WHAT YOU HAVE TO DO> Which lines in the rows below contain the word "sidewalk"? Return each of them in full.

········

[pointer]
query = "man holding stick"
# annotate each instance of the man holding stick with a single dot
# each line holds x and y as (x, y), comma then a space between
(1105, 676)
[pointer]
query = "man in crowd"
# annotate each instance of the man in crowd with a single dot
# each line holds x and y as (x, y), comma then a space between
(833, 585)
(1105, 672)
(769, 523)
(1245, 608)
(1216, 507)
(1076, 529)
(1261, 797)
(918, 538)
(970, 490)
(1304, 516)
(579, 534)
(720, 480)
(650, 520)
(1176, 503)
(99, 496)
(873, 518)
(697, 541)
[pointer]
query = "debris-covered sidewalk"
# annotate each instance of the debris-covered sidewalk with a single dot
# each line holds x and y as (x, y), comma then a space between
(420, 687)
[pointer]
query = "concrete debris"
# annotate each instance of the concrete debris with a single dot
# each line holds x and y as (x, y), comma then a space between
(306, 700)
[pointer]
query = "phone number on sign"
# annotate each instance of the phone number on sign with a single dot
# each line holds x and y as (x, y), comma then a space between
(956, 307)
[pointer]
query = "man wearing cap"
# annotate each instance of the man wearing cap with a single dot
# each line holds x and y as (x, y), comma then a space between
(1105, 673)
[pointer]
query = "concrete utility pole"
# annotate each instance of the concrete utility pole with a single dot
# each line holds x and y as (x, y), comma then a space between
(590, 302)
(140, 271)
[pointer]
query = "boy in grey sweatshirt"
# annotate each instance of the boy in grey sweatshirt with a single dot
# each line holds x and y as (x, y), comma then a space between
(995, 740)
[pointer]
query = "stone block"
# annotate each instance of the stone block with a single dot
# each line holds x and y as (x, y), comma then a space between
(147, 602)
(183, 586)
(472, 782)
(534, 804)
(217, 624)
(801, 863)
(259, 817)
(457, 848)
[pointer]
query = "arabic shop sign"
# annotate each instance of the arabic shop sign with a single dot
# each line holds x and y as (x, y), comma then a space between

········

SOLVED EXERCISE>
query = "debris-covered sidewalk"
# annotate each instance of the debris-covered sidewalk with a single dot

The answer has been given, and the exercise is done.